Will you transcribe all the entries word for word, skipping the pictures they hold?

****************************************

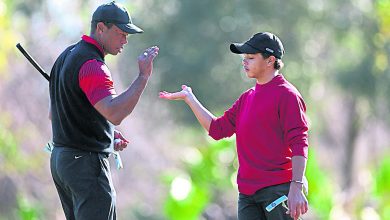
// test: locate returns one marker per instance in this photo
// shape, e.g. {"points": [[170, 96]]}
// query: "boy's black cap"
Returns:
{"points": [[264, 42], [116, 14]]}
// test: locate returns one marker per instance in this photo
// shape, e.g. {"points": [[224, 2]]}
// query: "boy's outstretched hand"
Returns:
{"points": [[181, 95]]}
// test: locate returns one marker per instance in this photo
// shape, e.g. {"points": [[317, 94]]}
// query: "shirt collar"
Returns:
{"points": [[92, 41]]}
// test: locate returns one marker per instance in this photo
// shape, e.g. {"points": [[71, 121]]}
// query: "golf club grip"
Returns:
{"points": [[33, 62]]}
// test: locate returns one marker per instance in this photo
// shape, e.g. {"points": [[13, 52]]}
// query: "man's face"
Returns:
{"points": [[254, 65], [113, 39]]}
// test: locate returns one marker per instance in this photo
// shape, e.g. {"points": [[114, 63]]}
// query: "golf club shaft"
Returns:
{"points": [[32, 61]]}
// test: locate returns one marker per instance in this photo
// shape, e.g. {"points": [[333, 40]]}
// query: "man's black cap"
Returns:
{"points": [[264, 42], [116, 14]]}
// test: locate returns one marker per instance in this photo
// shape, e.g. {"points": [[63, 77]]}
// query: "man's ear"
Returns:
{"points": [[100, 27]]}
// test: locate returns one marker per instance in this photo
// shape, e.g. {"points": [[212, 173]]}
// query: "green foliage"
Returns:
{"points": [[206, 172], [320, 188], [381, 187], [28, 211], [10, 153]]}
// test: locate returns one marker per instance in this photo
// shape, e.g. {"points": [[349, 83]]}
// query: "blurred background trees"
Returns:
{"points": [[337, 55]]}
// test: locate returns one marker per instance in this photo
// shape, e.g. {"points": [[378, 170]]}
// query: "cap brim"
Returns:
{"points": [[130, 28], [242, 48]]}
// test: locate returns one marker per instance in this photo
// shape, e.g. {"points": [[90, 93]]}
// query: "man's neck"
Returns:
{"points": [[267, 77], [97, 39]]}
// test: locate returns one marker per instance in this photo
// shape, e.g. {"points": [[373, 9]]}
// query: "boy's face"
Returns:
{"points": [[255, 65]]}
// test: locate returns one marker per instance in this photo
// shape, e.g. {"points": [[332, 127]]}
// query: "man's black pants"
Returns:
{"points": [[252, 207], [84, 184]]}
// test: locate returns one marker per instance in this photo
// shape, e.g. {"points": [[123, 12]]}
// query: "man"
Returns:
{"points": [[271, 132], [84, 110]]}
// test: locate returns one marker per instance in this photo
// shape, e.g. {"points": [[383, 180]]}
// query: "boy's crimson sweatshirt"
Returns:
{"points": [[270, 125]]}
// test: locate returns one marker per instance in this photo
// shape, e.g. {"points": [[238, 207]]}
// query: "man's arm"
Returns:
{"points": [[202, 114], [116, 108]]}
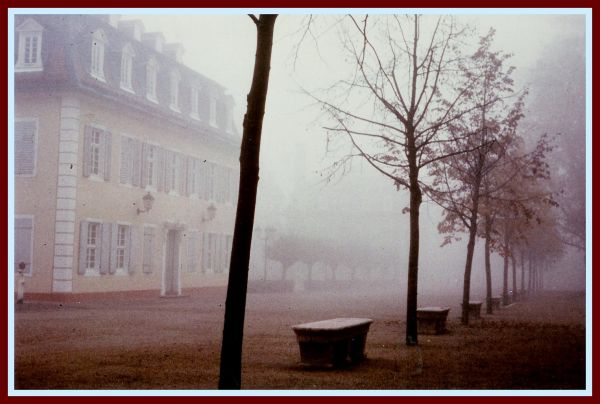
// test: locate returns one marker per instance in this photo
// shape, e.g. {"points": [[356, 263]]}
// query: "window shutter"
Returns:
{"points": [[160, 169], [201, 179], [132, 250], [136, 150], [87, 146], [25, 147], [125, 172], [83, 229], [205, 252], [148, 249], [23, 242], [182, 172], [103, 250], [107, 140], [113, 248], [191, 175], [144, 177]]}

****************************************

# RESPONSE AREA
// test: locate returns one marker per instance in this photo
// shape, e.g. {"points": [[170, 96]]}
// query: "boy's black cap"
Returns:
{"points": [[264, 42], [116, 14]]}
// test: locate returns one marker per instance in this photo
// shape, e.g. {"points": [[224, 2]]}
// query: "boy's outstretched hand"
Returns:
{"points": [[181, 95]]}
// test: locate returns one marker per instance in this photo
// shape, e.g. {"points": [[317, 94]]}
// query: "shirt collar"
Returns:
{"points": [[92, 41]]}
// test: locate returns one marker per instance in this photo
// shape, e.g. {"points": [[71, 121]]}
// query: "golf club grip"
Returns:
{"points": [[33, 62]]}
// test: locate returns one marker per instance in this photo
// shape, e.g. {"points": [[13, 52]]}
// query: "man's face"
Returns:
{"points": [[254, 65], [113, 39]]}
// test: locate returns one marker per instance in this photo
// shape, e.g. {"points": [[114, 63]]}
// query: "golf club shaft"
Returns:
{"points": [[32, 61]]}
// test: locate returns one marker per instance in this photo
// shape, e.g. {"points": [[333, 40]]}
// query: "man's black cap"
Returns:
{"points": [[264, 42], [116, 14]]}
// test: locate returns one marker per instance in this photo
// shape, e.g. {"points": [[63, 77]]}
// query: "man's ear"
Returns:
{"points": [[100, 27]]}
// test: locate returns one marker per instance in this photo
// shape, e.g. {"points": [[212, 173]]}
// query: "green foliage"
Returns:
{"points": [[206, 172], [320, 188], [381, 187], [28, 211], [10, 153]]}
// test: locate returns one marker per instance in this photo
// shape, e.g. {"points": [[349, 83]]}
// query: "blurred background trees"
Returns:
{"points": [[337, 55]]}
// test: locate returns one marker per instance in this photo
// shape, e.g. {"points": [[378, 170]]}
// query: "cap brim"
Returns:
{"points": [[130, 28], [242, 48]]}
// test: locate returns one marker per instance in this photo
// shape, e.g. {"points": [[90, 93]]}
// query: "man's neck"
Returns:
{"points": [[267, 77], [97, 39]]}
// test: locate returns one marker per instance in this photo
// shape, e.g. {"points": [[373, 9]]}
// query: "boy's face"
Returns:
{"points": [[255, 65]]}
// test: locate returns one marker per instance in this photo
// shape, e.g. {"points": [[332, 127]]}
// query: "man's black pants"
Returns:
{"points": [[252, 207], [84, 184]]}
// test: locate returns one marker per instance in this photo
// shape, e.g. {"points": [[123, 12]]}
// query: "man"
Returns:
{"points": [[271, 132], [84, 110]]}
// test: locate returns one marker per instance in this photo
// shape, e.g. {"points": [[383, 180]]}
// query: "boy's crimson sweatshirt"
Returns:
{"points": [[270, 125]]}
// test: locate returns one marker per instance in this photo
// shape, e.g. {"points": [[238, 207]]}
// query: "man's arm"
Returns:
{"points": [[202, 114], [116, 108]]}
// test: locate returns one marker per instance in this photo
// shape, e.g. {"points": [[356, 263]]}
// query: "window shutter"
Returns:
{"points": [[160, 169], [201, 179], [132, 250], [136, 150], [87, 146], [25, 147], [125, 172], [83, 229], [205, 252], [148, 249], [23, 242], [182, 172], [103, 250], [107, 140], [113, 248], [191, 175], [144, 177]]}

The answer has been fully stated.